- Problem details -
Write down every entry below once more, exactly.

#####

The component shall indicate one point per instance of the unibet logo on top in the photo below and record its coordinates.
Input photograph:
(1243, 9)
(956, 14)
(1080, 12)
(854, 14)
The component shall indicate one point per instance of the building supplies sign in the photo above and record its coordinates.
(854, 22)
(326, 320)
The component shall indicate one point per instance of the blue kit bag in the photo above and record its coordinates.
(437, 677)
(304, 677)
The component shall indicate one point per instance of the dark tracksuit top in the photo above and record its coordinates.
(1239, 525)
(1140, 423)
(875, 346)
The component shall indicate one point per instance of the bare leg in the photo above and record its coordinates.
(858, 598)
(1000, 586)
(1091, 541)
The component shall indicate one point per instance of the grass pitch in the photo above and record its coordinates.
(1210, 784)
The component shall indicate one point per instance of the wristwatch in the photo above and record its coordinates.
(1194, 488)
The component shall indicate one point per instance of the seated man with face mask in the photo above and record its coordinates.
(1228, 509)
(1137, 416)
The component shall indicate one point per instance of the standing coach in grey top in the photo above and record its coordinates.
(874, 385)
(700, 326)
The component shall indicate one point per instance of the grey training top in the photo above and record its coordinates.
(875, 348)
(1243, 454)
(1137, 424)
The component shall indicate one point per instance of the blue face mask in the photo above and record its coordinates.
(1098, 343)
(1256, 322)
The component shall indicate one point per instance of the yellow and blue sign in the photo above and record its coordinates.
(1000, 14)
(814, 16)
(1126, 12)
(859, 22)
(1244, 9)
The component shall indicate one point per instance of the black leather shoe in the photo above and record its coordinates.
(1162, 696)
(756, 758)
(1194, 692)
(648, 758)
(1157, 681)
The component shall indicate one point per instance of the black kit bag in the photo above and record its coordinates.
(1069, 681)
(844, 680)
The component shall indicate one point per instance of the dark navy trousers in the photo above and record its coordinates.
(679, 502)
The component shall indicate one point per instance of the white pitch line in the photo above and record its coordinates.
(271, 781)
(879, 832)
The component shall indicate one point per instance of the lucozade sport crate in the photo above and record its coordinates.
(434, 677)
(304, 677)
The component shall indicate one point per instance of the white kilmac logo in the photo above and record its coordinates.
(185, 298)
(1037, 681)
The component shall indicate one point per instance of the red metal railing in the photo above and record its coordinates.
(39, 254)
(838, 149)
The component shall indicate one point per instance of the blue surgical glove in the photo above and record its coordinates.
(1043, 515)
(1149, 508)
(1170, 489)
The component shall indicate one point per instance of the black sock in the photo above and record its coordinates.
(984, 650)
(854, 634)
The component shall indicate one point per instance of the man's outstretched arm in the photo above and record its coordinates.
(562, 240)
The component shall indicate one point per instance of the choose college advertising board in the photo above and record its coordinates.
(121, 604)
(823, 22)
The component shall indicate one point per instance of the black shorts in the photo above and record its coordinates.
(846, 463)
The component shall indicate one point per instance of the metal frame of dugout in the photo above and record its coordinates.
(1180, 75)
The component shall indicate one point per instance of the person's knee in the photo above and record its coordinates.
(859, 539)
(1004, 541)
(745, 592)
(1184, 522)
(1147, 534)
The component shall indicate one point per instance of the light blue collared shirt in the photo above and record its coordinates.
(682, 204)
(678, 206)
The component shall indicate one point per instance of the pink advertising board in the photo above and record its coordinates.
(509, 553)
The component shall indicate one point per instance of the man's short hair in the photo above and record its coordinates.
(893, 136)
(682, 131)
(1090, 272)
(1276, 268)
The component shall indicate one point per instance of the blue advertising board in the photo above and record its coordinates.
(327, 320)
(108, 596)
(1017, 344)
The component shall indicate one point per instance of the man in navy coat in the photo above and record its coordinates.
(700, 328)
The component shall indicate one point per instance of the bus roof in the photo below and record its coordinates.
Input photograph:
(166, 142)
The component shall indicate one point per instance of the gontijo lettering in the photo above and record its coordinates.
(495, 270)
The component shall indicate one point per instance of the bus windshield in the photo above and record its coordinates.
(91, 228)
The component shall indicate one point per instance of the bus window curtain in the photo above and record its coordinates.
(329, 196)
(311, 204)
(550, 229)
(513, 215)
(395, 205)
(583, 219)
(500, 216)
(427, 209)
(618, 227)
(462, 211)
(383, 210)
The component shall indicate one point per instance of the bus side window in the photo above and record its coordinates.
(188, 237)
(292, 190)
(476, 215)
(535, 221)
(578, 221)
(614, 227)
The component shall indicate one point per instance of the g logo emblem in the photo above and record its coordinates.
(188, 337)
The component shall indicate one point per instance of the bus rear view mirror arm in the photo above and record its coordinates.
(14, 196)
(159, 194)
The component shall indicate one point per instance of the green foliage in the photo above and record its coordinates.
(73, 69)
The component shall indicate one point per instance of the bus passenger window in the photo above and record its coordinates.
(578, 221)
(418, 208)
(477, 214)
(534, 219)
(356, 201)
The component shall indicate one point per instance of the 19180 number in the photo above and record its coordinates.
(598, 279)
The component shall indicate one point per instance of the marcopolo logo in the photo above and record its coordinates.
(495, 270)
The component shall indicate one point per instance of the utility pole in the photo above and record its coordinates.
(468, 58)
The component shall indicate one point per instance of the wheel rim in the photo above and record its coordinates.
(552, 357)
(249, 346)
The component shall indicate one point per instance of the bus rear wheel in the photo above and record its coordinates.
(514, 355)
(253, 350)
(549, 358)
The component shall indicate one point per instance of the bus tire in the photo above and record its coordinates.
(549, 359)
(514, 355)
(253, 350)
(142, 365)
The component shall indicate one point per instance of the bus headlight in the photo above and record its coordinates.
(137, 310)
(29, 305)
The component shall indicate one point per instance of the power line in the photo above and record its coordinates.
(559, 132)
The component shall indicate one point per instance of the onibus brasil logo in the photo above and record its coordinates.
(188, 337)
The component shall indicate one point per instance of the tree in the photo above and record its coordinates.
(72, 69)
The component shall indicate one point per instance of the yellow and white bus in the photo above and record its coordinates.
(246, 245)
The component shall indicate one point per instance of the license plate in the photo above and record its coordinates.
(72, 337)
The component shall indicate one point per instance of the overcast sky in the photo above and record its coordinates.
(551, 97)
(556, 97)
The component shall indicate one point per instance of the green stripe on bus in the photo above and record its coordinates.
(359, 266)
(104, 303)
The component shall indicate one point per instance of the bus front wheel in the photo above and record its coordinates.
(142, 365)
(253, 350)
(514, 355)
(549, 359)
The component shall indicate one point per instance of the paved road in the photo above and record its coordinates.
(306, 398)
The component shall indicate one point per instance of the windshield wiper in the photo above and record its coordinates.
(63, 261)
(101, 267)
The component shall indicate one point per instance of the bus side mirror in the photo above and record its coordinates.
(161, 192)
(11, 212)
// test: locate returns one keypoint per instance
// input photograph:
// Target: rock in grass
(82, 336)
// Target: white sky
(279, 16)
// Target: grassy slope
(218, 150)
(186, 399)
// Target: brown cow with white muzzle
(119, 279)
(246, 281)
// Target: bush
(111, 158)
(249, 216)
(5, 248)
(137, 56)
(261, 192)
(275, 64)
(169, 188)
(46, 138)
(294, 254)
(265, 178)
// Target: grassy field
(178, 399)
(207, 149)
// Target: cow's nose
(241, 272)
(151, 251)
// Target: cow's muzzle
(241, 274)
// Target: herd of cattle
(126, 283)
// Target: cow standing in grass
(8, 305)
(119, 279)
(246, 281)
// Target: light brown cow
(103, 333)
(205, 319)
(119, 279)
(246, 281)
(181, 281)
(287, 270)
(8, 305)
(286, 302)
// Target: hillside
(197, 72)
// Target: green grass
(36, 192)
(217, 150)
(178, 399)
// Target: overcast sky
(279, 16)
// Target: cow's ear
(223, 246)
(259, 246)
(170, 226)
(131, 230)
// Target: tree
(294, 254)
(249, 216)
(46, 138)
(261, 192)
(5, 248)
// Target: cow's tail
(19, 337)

#####

- The result -
The component shall indicate one point per instance of the unibet logo on top in the photo below and record its coordinates.
Input photograph:
(1243, 9)
(956, 14)
(1080, 12)
(854, 14)
The component shall indicate one point per instance of the building supplies sign in the photo above and record its coordinates.
(854, 22)
(326, 320)
The component shall indicate one point per instance of the blue kit bag in the photo above and record its coordinates.
(437, 677)
(304, 677)
The component shall indicate one point per instance of the dark tracksuit top in the photo above and record its coordinates.
(1239, 525)
(1140, 423)
(875, 346)
The component shall indicate one point per instance of the bare leg in the photo above and record its coordinates.
(858, 598)
(1000, 586)
(1091, 541)
The component shall indicate one point per instance of the grass pitch in the photo above and record its coordinates.
(1210, 784)
The component shall indicate one point per instance of the wristwatch in the photo above and record its coordinates.
(1194, 488)
The component shall indicate one point per instance of the seated man with face mask in the photo above and record its coordinates.
(1228, 509)
(1137, 416)
The component shall indicate one point per instance of the standing coach in grey top in the photo above and record its coordinates.
(874, 385)
(700, 326)
The component shall indicate one point per instance of the grey training top in the photo above and record its coordinates.
(875, 348)
(1243, 454)
(1137, 424)
The component shall indicate one point per instance of the blue face mask in the photo above and record its coordinates.
(1098, 343)
(1256, 322)
The component shall indicate one point per instance of the yellow and blue sign in the photo above and record its coordinates.
(1000, 14)
(814, 16)
(1126, 12)
(859, 22)
(1244, 9)
The component shall indicate one point per instance of the black leather shoe in the photo above and record its coordinates.
(1162, 696)
(756, 758)
(1194, 692)
(648, 758)
(1157, 681)
The component shall indicate one point per instance of the black kit bag in the photo above and record its coordinates.
(1069, 681)
(844, 680)
The component shall indicate one point per instance of the dark navy trousers in the photo above and record its coordinates.
(679, 502)
The component shall indicate one point per instance of the white pitch line in the photo above and record its coordinates.
(271, 781)
(879, 832)
The component shall indicate one point per instance of the lucozade sport crate in the photo above and record its coordinates.
(434, 677)
(304, 677)
The component shall indicate one point per instance of the white kilmac logo in the photo above and record its coordinates.
(185, 298)
(1037, 681)
The component shall indicate one point per instance of the red metal railing in the photo above and record its coordinates.
(39, 254)
(838, 149)
The component shall indicate one point per instance of the blue surgical glove in the photo above and record its coordinates.
(1043, 515)
(1149, 508)
(1170, 489)
The component shall indicate one point per instance of the black sock in the photo above and record its coordinates.
(984, 650)
(854, 634)
The component shall indicate one point per instance of the man's outstretched arm in the photo above and record its coordinates.
(562, 240)
The component shall indicate one point per instance of the choose college advertising board in the photo above and record its coordinates.
(121, 604)
(823, 22)
The component shall indicate one point per instance of the black shorts in the photo above and record its coordinates.
(846, 463)
The component shall indicate one point per instance of the metal frame of dugout in the photo above and record its coordinates.
(1180, 75)
The component shall indicate one point per instance of the person's knee in the photo above and record its coordinates.
(859, 539)
(1004, 541)
(745, 592)
(1184, 522)
(1147, 534)
The component shall indicate one point per instance of the light blue collared shirt in the photo above and record its coordinates.
(682, 204)
(678, 206)
The component shall indicate one point per instance of the pink advertising board in the photo above and record its coordinates.
(509, 553)
The component shall indicate one point per instance of the man's short hair in the photo above and record its coordinates.
(893, 136)
(682, 131)
(1090, 272)
(1276, 268)
The component shall indicate one point per instance of the blue advertising board in the photo above and record its coordinates.
(327, 320)
(108, 596)
(1017, 344)
The component shall indicate one point per instance of the man in navy coat in the photo above and record its coordinates.
(700, 328)
The component shall indicate one point per instance of the bus roof in the photo below and record its coordinates.
Input photograph:
(166, 142)
The component shall indicate one point per instance of the gontijo lettering in the photo above and record its coordinates.
(495, 270)
The component shall indicate one point per instance of the bus windshield in the photo above and record its coordinates.
(91, 228)
The component shall indicate one point per instance of the bus window curtain in the photo above and record its coordinates.
(329, 196)
(311, 204)
(550, 229)
(513, 215)
(395, 205)
(583, 219)
(500, 216)
(427, 209)
(618, 227)
(462, 211)
(383, 210)
The component shall indicate one point per instance of the bus side window in the photo above and record its coordinates.
(188, 237)
(292, 190)
(476, 215)
(535, 221)
(578, 221)
(614, 227)
The component shall indicate one point per instance of the g logo emblem in the photo above and record its coordinates.
(188, 337)
The component shall indicate one point per instance of the bus rear view mirror arm in the photo above and record its coordinates.
(14, 196)
(159, 194)
The component shall indicate one point per instance of the green foliage in the photo above and record its coordinates.
(73, 69)
The component shall indicate one point per instance of the bus passenger window in the photo above and record its coordinates.
(578, 221)
(418, 208)
(477, 214)
(534, 219)
(356, 201)
The component shall indicate one point per instance of the 19180 number in the photo above and record its coordinates.
(598, 279)
The component shall indicate one point per instance of the marcopolo logo in the photo above and record its coordinates.
(495, 270)
The component shall indicate one point per instance of the utility pole in the photo above and record its coordinates.
(468, 58)
The component shall indicate one point per instance of the wheel rim in the photo above and record its coordinates.
(552, 357)
(249, 346)
The component shall indicate one point per instance of the bus rear wheel in the photo above and record its coordinates.
(514, 355)
(253, 350)
(549, 358)
The component shall indicate one point per instance of the bus tire in the photo above and record its coordinates.
(549, 359)
(514, 355)
(253, 350)
(142, 365)
The component shall indicate one point per instance of the bus headlight in the photo above and record its coordinates.
(137, 310)
(29, 305)
The component shall indicate one point per instance of the power line in the photo above and record its coordinates.
(559, 132)
The component shall indicate one point per instance of the onibus brasil logo in the photo above and record its coordinates.
(188, 337)
The component shall indicate one point per instance of the tree in the photo above and record its coordinates.
(72, 69)
The component shall indicate one point per instance of the yellow and white bus in the photo above and record its coordinates.
(246, 245)
The component shall indicate one point per instance of the license plate in the photo above and record its coordinates.
(72, 337)
The component shall indicate one point per instance of the overcast sky in the photo above and record its coordinates.
(551, 97)
(556, 97)
The component shall indicate one point per instance of the green stripe on bus in the photo above and record its coordinates.
(359, 266)
(104, 303)
The component shall indicate one point per instance of the bus front wheel in the photo above and record its coordinates.
(142, 365)
(253, 350)
(514, 355)
(549, 359)
The component shall indicate one point per instance of the paved road in the photo above and record its coordinates.
(306, 398)
The component shall indicate one point per instance of the windshield wiper in the photo above and record its coordinates.
(63, 261)
(101, 267)
The component shall indicate one point per instance of the bus side mirror in the photo above and record its coordinates.
(161, 192)
(11, 212)
// test: locate returns one keypoint per instance
// input photograph:
// Target: rock in grass
(82, 336)
// Target: white sky
(279, 16)
// Target: grassy slope
(218, 150)
(186, 399)
// Target: brown cow with white muzzle
(119, 279)
(246, 281)
// Target: bush
(111, 158)
(249, 216)
(5, 248)
(137, 56)
(261, 192)
(275, 64)
(169, 188)
(46, 138)
(294, 254)
(265, 178)
// Target: grassy field
(178, 399)
(207, 149)
// Target: cow's nose
(241, 272)
(151, 251)
// Target: cow's muzzle
(241, 274)
// Target: herd of cattle
(126, 283)
// Target: cow standing in grass
(8, 305)
(119, 279)
(246, 281)
// Target: light brown cow
(103, 333)
(205, 319)
(119, 279)
(246, 281)
(181, 281)
(287, 270)
(8, 305)
(286, 302)
// Target: hillside
(197, 72)
// Target: green grass
(36, 192)
(217, 150)
(178, 399)
// Target: overcast sky
(279, 16)
// Target: cow's ear
(223, 246)
(259, 246)
(170, 226)
(131, 230)
// Target: tree
(294, 254)
(249, 216)
(46, 138)
(261, 192)
(5, 248)
// Target: cow's tail
(19, 337)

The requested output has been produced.